Exercise prompt >>
The answer is an exact repeat of the entries below, with the pictures omitted.

· · · ·

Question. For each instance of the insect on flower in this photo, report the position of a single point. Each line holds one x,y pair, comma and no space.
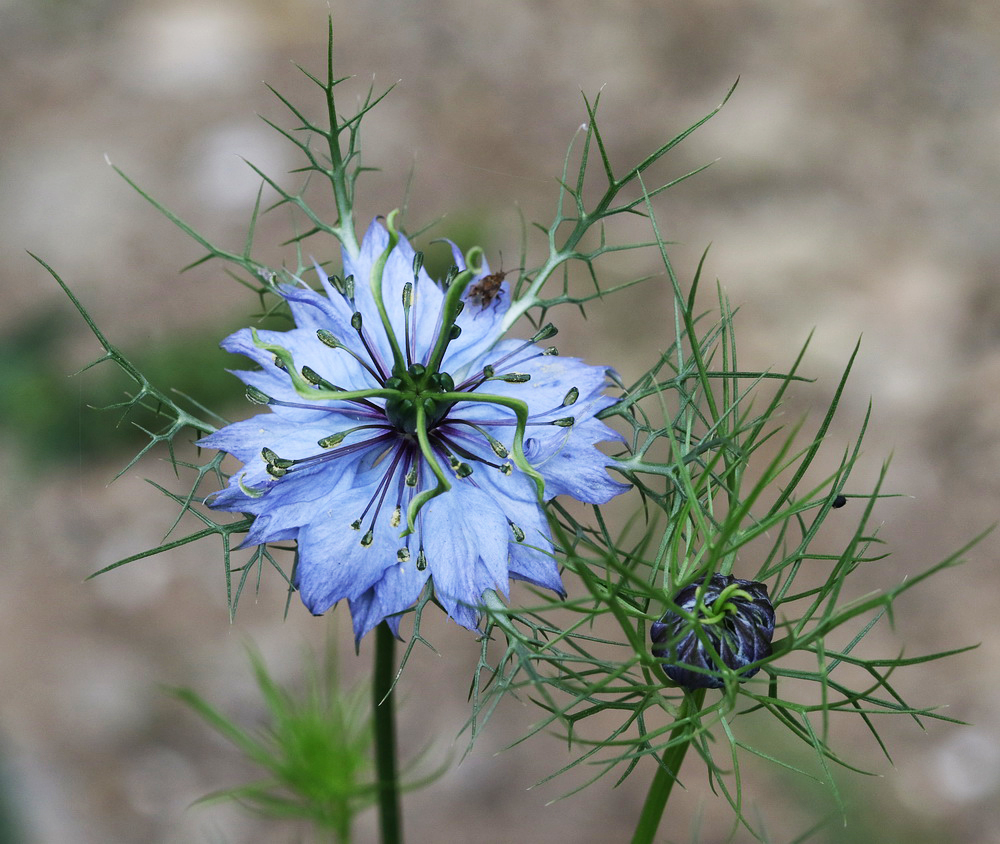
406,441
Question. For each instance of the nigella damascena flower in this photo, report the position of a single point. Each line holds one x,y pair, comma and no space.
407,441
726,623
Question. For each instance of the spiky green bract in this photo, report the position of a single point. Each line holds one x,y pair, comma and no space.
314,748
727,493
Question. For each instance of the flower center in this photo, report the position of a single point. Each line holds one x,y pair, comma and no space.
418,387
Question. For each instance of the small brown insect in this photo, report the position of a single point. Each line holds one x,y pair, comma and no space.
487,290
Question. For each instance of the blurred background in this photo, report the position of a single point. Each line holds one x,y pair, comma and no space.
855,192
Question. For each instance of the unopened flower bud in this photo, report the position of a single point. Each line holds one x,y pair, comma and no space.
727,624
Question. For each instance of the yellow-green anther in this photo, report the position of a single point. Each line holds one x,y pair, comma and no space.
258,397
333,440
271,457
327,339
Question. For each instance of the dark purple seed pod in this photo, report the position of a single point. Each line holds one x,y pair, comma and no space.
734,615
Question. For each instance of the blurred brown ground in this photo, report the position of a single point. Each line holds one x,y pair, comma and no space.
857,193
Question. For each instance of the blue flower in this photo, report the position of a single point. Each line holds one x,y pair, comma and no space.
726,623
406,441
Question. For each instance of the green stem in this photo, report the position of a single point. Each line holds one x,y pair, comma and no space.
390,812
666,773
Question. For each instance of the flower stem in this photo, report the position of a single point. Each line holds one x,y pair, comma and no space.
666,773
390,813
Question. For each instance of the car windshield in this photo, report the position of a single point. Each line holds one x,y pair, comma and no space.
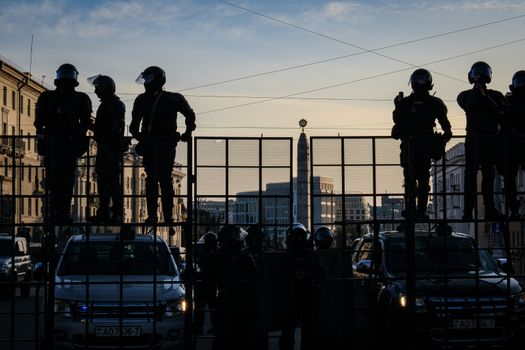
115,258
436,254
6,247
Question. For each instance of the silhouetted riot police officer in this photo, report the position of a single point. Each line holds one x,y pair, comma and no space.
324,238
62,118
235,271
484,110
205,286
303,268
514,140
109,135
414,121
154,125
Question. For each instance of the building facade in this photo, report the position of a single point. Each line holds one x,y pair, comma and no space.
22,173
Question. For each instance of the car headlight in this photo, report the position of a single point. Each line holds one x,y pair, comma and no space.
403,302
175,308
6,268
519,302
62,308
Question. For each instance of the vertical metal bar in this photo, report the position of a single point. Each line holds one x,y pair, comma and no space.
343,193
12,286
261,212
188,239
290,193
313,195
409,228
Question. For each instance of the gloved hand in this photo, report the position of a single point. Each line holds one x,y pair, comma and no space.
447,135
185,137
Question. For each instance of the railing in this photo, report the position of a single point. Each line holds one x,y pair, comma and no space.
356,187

· · · ·

Exercise solution >>
Question. For each instance of the insect on flower in this photo, report the position of a single point. Each line holds one x,y pair, comma and no space.
406,441
Question. For each instance of the nigella damascena flower in this photo, report the position of a single point. Each line holds one x,y pair, comma and no space.
407,441
726,623
Question. For each instance of the spiky green bract in this photo, report the position of a single point. Each line holds one x,y pair, comma and no space.
314,748
727,493
Question. For each instance of the flower center in this photo, report the position of a single point. Each line holds one x,y pair, comma and no space.
418,387
Question. For each instance of the small brown insect in this photo, report the position of a single point. Each line holds one x,y pair, comma and no space.
487,290
Question. For each instance of the blurred background in this photo, report the position of a single point. Each line holds one x,y pair, comma and no space.
855,192
Question. For each instance of the unopened flower bud in this photo, report the position of a single point. Each line holds one x,y pair, comma and no space.
727,624
Question. For each instance of the yellow-green anther in this photo, report the position of a single point. Each line holds one x,y pair, comma and no space.
258,397
333,440
271,457
327,339
Question. For each instance of the dark purple seed pod in this photo, report the position of a single point. Each line holds one x,y pair, comma and no space.
734,615
Question. For each instance of the blurred brown ground in this photo, report the position of a single point. Each line holds one x,y pair, comma and no space.
857,193
Question. For each instance of the blue flower in this photo, report the position of a single point. Each line holds one x,y pair, comma and no space.
726,623
406,441
Question. For each instance of the green stem in this photo, report the position of a single point. Each line holds one x,y pair, comma and no space.
390,812
666,773
Question. For each instance of the flower stem in this photo, report the position of a single point. Each line holds one x,y pair, comma and no space.
666,773
390,813
Question. For each instance of the car windshield in this photo, report the position of a single point. Each line holds one x,y pair, comma and no space.
115,258
436,254
6,247
Question. For each instance of the silhouetted riot police officer in this photo, report the position of a single point. Each line holds one x,y pair, comma and no space.
324,238
62,118
235,271
484,110
205,286
303,268
514,140
109,135
414,121
154,125
Question. For each instance of the building facade in this photo, report the position of a single point. Each line holds one x,y pair, comma and no space.
22,173
Question. For each instance of the car headlight in this photo, report the position of a single point. Each line holds one x,y pair, comma and no space.
403,302
175,308
6,268
519,302
62,308
Question. For each instance of the vertical metal bar in this photo, report the position of a single point. Each line holds one x,y pair, comma and no space.
343,193
12,286
261,212
188,239
290,193
313,195
409,228
Question. For each instance of the gloved hand in this photo, report the position of a single point. Each line holds one x,y pair, comma and no space.
447,135
185,137
Question. For each instance of the railing in this photo, report the position of a single point. Each line holds one x,y pair, comma and no space.
356,187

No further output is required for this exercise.